Friday, March 20, 2015

A Name Change and a Change of Heart

Last month I submitted the manuscript for the Dreamwielder sequel to my publisher, Diversion Books, and after a bit of discussion we decided to change the title from The Faceless Enemy to something more in line with the title of the first book. The title we came up with is... wait for it... Souldrifter. It's got a nice ring to it, and hopefully it'll be something that captures readers' imaginations.

The tentative release date for Souldrifter is late summer 2015, and the Diversion team, my agent, and I are busily at work on all the little production and promotional aspects that happen before the release of a book. One of those aspects is wrangling up book jacket blurbs, and I'm happy to announce that the first of them is in, from none other than Wendy Wagner. Wendy is author of the Pathfinder Tales novel Skinwalkers, and also an editor extraordinaire with Lightspeed magazine who played a huge role in putting together Women Destroy Fantasy last year. Needless to say, I'm honored and proud Wendy agreed to say something nice about the book. Here's what she had to say:

"Packed with sorcerers, spies, and high-stakes intrigue, Souldrifter is a real page-turner, and Makarria is a teenage heroine who does more than just kick butt: she's smart, powerful, and surprisingly believable for a fourteen-year-old queen. A good read!"

The next bit of news for the book will likely be the cover art. As soon as I get it, I'll be sure to share it.

In other news, I've been doing a good bit of research for other writing projects and the classes I'm teaching, which more often than not tend to overlap. A case in point is the new short story I'm working on, partly inspired by a class I'm teaching—Innovation Inspiration in Speculative Fiction—and partly inspired by
the research I'm doing for a cli-fi novel-in-progress called Remember the Future. I've been on the fence for a long time about issues relating to GMOs, and a writer friend, Jeff Wallace, turned me on to this enlightening article at the New Yorker that really won me over onto the side of GMOs being a good thing. The article even made me soften up my stance on Monsanto, whom (like everyone else) I had assumed was the face of evil and had been outspoken against. Turns out they might not be so evil, after all, as evidenced by this other article I was turned on to by Wendy Wagner in an odd coincidence.

[Referring expression data]
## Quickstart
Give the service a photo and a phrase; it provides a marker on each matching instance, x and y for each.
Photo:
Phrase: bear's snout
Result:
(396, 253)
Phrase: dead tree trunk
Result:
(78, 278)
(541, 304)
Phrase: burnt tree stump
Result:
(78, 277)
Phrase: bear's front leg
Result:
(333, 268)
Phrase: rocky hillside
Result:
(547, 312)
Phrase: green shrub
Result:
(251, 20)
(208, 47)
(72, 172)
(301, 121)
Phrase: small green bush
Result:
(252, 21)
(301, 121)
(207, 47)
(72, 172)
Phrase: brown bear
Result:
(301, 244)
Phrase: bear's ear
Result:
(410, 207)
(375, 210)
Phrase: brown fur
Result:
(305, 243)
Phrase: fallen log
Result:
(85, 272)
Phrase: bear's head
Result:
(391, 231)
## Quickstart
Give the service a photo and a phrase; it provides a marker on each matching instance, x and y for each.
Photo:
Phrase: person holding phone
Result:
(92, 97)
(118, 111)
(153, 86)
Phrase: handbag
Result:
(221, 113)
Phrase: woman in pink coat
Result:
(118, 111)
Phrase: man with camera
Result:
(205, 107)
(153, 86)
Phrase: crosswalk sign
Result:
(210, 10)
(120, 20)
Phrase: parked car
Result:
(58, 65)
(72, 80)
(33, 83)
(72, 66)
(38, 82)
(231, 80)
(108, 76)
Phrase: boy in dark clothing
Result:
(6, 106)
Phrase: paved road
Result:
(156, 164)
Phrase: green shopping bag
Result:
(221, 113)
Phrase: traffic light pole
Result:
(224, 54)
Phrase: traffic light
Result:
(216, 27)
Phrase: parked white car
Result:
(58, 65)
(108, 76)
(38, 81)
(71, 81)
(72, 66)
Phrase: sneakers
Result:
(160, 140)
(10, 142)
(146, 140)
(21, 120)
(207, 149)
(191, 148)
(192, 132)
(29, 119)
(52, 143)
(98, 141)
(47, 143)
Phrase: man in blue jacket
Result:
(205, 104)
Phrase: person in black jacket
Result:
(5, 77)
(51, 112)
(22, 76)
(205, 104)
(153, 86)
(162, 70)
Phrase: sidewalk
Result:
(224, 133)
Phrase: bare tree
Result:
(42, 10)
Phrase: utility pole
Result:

■ Assignment 1 ■
Answer these questions about the blog post on the Dreamwielder sequel:
(a) What was the sequel's title before it was changed?
(b) Which magazine does Wendy Wagner edit for?
(c) What is the name of the cli-fi novel-in-progress?
■ Assignment 2 ■
Go on with the blog post about the Dreamwielder sequel from where it stops.

■ Answer area 1 ■
(a) The Faceless Enemy
(b) Lightspeed
(c) Remember the Future

■ Answer area 2 ■
The short of it all, is that I still firmly believe mainstream agricultural practices need to change significantly, but that those changes likely need to combine aspects of traditional farming (crop rotations, for example), organic farming (kicking chemical fertilizers and pesticides to the curb), new farming techniques (cover crops and absolutely no tilling!), and yes, even GMOs. This is all stuff that will be fodder for my characters in Remember the Future, but also in the aformentioned new short story I'm working on. This new short story also includes ideas about synthesized meat—shmeat!—portable water condensation devices, and even a new economic model that is democratic but not exactly capitalistic. Likely, I'm biting off more than I can chew, but regardless it's been fun to get back into the science end of things. In fact, I'm finally getting to participate more over at Project Hieroglyph, where I recently reported my research findings on the massive carbon sequestering potential of doing things like using a mulching lawnmower and actually putting compost to use rather than letting it go to waste in landfills. If you're interested in any of these matters, I encourage you to sign up for a free membership at Project Hieroglyph and add your voice to help create innovative technology and ideas.

Well, I've rambled enough for one day. I best get back to work on the aforementioned short story. Until next time...

-Garrett Calcaterra


  1. Not to say you're wrong, because I haven't researched as much as you have. But I do wonder if GMO's aren't awful, why are they banned in every other developed country?

  2. I think a lot of nations are approaching GMOs with a lot of apprehension and skepticism, which is warranted. Humans don't exactly have a good track record on this sort of stuff. DDT looked to be a miracle pesticide at first--it didn't directly affect humans, it eradicated mosquito-born malaria in a lot areas, and the inventor even won the Nobel Peace Prize--but then we discovered that biomagnification occurs, that bugs like the bollworm (that ravish cotton crops) adapt to become resistant, and that DDT never breaks down...ever.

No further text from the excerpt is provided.